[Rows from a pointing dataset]
══════════

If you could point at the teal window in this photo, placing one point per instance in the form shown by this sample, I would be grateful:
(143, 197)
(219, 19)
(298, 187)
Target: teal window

══════════

### Task directions
Render every line of the listing above as a Markdown table with two columns, No. and Line, leaving out blank lines.

### Full solution
| No. | Line |
|---|---|
| 1 | If you could point at the teal window in this photo, placing one point per instance in the form shown by this sample, I would be grateful: |
| 2 | (143, 197) |
| 3 | (219, 19) |
| 4 | (298, 187) |
| 5 | Target: teal window |